→ Problems and tasks
• a. Answer these from the forum thread about two new boys:
(i) How old are the two new boys, according to the first post?
(ii) Which picture did Berks say they loved?
(iii) How many tiny spots does Specks have on his back?
• b. Carry on the forum thread about two new boys, picking up after its final post.

→ Text segment
################

# two new boys



## crapola (Feb 12, 2007)

we have two new 5 week old boys...

******...

























and specks...


----------



## daisy184 (Oct 29, 2007)

awwwwwwww gorgeous!!!!!!


----------



## rat_ratscal (Sep 23, 2007)

bareback? so cute!!!!!!!


----------



## Berks (May 15, 2007)

theyre precious! I love the second pic


----------



## Squeak (Sep 4, 2007)

Five weeks! How young and cute they are!


----------



## Stephanie (Mar 25, 2007)

LoL I saw these guys on your ratlist posting!! They are absolutely precious!


----------



## madeittothemoon (Nov 1, 2007)

Awwww... adorable! They're so tiny!


----------



## crapola (Feb 12, 2007)

rat_ratscal said:


> bareback? so cute!!!!!!!


no, specks isnt bareback... he has 3 tiny spots on his back.

################

→ Record excerpts
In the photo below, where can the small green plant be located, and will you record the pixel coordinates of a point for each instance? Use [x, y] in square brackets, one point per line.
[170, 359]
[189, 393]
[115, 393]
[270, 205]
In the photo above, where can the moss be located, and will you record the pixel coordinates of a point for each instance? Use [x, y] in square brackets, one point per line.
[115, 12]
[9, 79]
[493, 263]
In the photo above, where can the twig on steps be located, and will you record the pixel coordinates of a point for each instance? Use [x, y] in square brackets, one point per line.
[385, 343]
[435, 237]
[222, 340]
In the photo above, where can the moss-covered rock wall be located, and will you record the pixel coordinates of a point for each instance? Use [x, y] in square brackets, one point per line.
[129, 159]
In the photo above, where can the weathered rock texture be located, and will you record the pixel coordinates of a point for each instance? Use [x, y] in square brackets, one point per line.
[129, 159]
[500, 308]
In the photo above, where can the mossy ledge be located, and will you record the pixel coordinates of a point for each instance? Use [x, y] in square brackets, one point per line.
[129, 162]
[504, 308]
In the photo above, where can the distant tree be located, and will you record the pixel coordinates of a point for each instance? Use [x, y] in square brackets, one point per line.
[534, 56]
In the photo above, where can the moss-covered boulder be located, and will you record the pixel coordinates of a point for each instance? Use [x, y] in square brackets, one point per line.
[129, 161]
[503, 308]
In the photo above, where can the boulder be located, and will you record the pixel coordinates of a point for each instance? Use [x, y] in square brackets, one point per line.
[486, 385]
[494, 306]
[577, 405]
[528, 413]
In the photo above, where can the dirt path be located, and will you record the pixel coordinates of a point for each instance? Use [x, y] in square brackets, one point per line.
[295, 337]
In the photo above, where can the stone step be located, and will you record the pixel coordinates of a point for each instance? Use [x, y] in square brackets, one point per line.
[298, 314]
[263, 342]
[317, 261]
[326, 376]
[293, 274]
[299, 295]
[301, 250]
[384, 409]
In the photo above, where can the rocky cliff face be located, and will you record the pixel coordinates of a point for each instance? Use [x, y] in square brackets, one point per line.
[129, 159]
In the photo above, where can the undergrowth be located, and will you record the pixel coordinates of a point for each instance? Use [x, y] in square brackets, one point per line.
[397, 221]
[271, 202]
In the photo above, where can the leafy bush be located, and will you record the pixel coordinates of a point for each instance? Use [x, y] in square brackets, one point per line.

################

→ Answer list
• a.
(i) 5 weeks old
(ii) The second pic
(iii) Three

• b.
these boys must have been monkeys in a previous life. they spend all their waking hours (apart from scruffling each other and eating) climbing the bars of their cage. at the moment, they are in a fairly small birdcage, but as soon as my neighbours older girls are big enough to move into their large ferret cage (which should be in the next couple of weeks), then i get one of my other cages back, and the boys will move into something bigger.

and the bonus... no quarantine!!! our ratties have been socialising with each other since theirs were out of quarantine... and speaking of which, they are on the way for a visit as their landlord is doing an inspection in 10 mins and we aren't meant to have pets...


----------



## simbakitten (Oct 10, 2007)

ADOREABLE!!1


----------



## moomoo (Oct 19, 2007)

i am awestruck


----------



## crapola (Feb 12, 2007)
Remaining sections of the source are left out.